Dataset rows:
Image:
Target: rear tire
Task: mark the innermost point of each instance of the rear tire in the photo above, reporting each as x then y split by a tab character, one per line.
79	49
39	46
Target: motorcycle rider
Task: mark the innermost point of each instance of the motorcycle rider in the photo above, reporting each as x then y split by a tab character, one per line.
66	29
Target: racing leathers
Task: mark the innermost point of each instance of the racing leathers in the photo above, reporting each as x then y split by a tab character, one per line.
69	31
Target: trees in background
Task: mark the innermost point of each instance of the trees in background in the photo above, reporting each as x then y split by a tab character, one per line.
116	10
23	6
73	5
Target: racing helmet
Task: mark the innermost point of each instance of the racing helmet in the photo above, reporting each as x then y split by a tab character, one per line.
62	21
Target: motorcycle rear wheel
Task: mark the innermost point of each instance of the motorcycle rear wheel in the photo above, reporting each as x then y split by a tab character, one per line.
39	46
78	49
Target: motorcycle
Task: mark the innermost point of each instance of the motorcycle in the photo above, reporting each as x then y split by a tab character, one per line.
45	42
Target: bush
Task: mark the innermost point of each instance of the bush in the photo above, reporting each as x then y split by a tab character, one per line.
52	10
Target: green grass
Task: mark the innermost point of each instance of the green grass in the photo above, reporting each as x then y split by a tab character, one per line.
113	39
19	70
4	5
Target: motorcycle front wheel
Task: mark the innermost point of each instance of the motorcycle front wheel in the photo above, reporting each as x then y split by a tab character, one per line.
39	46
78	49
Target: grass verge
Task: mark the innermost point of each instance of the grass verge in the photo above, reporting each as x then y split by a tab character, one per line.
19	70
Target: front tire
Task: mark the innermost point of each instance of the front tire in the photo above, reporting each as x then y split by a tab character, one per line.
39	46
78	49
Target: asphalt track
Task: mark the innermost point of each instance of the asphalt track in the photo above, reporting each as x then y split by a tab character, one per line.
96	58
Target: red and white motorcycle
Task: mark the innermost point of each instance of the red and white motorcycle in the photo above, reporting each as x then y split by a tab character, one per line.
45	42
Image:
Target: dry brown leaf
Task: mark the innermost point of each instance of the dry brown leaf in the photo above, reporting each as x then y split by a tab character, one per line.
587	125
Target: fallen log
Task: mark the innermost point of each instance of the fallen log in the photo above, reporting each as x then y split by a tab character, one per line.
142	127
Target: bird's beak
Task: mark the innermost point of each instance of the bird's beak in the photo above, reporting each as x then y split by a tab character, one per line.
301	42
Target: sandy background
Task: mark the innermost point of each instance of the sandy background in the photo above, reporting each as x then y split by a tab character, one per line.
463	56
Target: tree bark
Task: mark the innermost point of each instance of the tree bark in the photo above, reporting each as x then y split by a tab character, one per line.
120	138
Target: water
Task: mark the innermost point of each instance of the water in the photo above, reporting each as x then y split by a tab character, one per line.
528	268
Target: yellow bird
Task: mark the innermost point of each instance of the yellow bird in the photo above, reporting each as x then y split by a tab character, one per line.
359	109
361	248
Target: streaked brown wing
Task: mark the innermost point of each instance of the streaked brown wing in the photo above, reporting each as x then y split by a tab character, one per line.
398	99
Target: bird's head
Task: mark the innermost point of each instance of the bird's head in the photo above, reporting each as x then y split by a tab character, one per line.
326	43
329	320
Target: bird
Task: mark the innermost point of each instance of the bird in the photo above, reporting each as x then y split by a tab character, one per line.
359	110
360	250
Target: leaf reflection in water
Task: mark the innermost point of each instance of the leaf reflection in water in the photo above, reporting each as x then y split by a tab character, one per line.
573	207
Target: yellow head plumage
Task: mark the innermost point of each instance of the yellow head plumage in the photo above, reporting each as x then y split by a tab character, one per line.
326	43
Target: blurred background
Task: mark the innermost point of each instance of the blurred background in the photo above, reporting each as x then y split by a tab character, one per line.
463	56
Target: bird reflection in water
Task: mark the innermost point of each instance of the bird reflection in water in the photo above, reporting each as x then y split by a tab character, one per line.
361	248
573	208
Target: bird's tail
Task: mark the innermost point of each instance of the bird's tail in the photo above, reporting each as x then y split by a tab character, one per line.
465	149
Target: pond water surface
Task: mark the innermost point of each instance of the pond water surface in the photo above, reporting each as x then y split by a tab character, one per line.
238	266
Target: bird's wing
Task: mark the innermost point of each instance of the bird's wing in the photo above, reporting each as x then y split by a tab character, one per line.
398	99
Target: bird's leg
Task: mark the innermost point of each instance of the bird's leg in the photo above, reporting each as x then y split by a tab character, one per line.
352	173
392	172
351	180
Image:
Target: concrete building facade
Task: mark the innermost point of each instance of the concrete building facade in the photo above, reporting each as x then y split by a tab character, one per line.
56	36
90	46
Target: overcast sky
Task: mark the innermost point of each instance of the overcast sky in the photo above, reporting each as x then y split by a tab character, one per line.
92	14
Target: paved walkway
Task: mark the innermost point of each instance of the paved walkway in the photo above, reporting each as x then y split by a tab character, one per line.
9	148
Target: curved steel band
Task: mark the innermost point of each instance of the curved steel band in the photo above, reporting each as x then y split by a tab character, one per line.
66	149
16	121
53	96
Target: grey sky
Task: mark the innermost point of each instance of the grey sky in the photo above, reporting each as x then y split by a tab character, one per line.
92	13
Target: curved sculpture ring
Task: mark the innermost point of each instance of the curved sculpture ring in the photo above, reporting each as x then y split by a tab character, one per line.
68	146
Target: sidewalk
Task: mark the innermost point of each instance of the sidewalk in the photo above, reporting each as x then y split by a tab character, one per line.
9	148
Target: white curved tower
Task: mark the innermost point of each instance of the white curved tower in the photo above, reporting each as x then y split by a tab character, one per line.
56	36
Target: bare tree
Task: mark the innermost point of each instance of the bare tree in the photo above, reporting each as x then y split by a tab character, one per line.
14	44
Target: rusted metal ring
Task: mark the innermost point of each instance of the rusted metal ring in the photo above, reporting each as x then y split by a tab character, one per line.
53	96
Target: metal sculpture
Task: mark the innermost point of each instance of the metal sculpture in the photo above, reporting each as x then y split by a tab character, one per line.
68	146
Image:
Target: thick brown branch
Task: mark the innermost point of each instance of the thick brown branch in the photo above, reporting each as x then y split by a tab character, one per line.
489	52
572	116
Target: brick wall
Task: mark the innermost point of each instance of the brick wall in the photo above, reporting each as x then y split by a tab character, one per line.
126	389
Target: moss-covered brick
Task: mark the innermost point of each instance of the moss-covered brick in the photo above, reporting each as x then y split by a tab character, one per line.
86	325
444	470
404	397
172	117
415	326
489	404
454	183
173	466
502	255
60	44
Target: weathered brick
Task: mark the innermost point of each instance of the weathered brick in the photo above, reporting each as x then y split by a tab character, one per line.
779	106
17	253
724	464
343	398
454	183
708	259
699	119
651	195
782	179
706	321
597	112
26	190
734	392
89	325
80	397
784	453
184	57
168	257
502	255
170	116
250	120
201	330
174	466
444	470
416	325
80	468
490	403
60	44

WORK TO BE COMPLETED
Give back exactly the lines beginning at the one with "Target: white curved tower" and ending at the final line of the material; both boundary lines belong in it.

WRITTEN RESPONSE
Target: white curved tower
Task: mark the innermost point of each instance of the white curved tower in the photo above, reporting each as x then y split by a tab character, one per line.
56	36
Target: bare tree
Task: mark the innermost point of each instance of the bare tree in the photo above, reporting each as x then y split by a tab character, one per line.
14	44
Target: rusted metal ring
Task: mark the innermost point of each instance of the rusted metal ring in the photo above, reporting each as x then y split by a tab character, one per line.
53	96
Target: metal sculpture
Task: mark the innermost point of each instance of the metal sculpture in the photo above, reporting each as x then y split by a tab character, one per line.
68	146
Image:
Target: thick brown branch
Task: mark the innermost point of each instance of the thick brown branch in the photo above, reporting each as x then y split by a tab character, one per line.
489	52
572	116
Target: brick wall
Task: mark the innermost point of each instance of the brick wall in the photo above, reporting each as x then y split by a tab character, one per line.
126	389
Target: moss-covered brick
Task: mark the innermost point of each instance of the moss-covered brick in the photo above, reporting each as x then y split by a tab character, one per line.
86	325
444	470
404	397
172	117
415	326
489	404
454	183
173	466
502	255
60	44
Target: weathered brick
Task: mark the innermost point of each instance of the weathered brick in the photo above, reporting each as x then y split by a tab character, one per line.
779	106
17	253
724	464
343	398
454	183
708	259
699	119
651	195
782	179
706	321
597	112
26	190
734	392
89	325
80	397
784	453
184	57
168	257
502	255
170	116
250	120
201	330
174	466
444	470
416	325
80	468
490	403
60	44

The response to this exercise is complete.